### Provided text
Information extraction and the missing Mark2Cure module
In our previous post, we asked readers, 'What is your preferred moniker?'. Here is the response:
Mark2Curator: 36%
Citizen Scientist: 36%
Contributor: 18%
"Anything BUT volunpeer": 10%
Although it may seem a little strange that researchers have been struggling to find an answer to the "What's in a name?" issue for discussing citizen science, this struggle is a deeply representative of some of the important work biocurators do.
Researchers need a common vocabulary to be able to coherently exchange information, but settling on that vocabulary--on how that vocabulary is structured is difficult. Without a common vocabulary, it is easy for scientists to miss research that is valuable to their field of study. Although it has yet to be seen how the citizen science research community will settle this issue, in biomedical research, biocurators help with that sort of determination. Biocurators help standardize terms, define the rules governing how terms are classified and how they are organized. In doing so, they facilitate information quality control and exchange. Biocurators do all this and more.

### Assigned task
Reproduce word for word the part of the Mark2Cure post starting with "Researchers need a" and going on through "this and more.".

(Image point grounding data)
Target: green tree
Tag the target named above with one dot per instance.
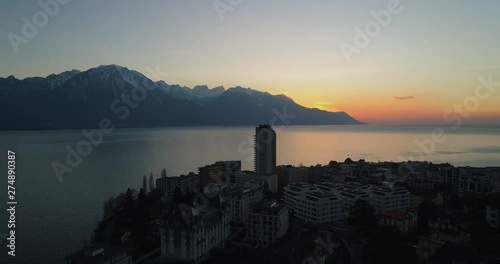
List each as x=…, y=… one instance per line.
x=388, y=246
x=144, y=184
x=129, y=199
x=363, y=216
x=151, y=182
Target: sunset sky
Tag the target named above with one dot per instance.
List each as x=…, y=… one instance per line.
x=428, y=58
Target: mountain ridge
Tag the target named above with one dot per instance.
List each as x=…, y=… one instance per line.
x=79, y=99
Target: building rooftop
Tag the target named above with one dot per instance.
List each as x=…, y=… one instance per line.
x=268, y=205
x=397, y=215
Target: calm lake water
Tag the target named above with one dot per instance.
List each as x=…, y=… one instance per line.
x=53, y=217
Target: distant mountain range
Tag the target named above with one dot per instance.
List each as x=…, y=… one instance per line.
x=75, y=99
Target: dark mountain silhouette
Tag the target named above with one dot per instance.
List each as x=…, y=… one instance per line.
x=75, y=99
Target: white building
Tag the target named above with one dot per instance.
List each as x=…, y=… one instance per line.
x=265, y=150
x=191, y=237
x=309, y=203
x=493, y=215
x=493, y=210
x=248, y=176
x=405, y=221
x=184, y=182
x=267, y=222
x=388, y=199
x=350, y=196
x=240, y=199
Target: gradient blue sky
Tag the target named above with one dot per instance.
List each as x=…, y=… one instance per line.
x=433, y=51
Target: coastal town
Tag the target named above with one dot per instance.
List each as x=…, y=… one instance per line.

==

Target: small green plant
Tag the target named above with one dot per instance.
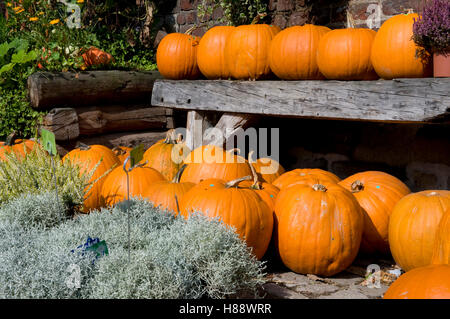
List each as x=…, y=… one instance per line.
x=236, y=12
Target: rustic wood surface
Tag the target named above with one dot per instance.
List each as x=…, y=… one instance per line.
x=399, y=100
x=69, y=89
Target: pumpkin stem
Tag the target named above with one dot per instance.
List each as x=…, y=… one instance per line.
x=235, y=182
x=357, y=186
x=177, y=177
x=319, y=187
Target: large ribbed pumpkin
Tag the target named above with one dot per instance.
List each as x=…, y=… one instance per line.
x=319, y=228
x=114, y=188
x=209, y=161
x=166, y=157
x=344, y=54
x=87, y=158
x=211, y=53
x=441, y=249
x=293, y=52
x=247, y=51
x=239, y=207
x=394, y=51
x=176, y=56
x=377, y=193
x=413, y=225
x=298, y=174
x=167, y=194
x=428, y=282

### Written solution
Researchers need a common vocabulary to be able to coherently exchange information, but settling on that vocabulary--on how that vocabulary is structured is difficult. Without a common vocabulary, it is easy for scientists to miss research that is valuable to their field of study. Although it has yet to be seen how the citizen science research community will settle this issue, in biomedical research, biocurators help with that sort of determination. Biocurators help standardize terms, define the rules governing how terms are classified and how they are organized. In doing so, they facilitate information quality control and exchange. Biocurators do all this and more.